EXERCISE PROMPT |
Render every line of the records below as a JSON list of strings, one string per line, with blank lines left out.
· · ·
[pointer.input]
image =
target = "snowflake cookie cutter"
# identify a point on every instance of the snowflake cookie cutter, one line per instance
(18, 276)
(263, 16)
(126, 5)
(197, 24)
· · ·
THE SOLUTION |
[
  "[pointer.input]",
  "image =",
  "target = \"snowflake cookie cutter\"",
  "# identify a point on every instance of the snowflake cookie cutter, one line per instance",
  "(18, 276)",
  "(263, 16)",
  "(126, 5)",
  "(197, 24)"
]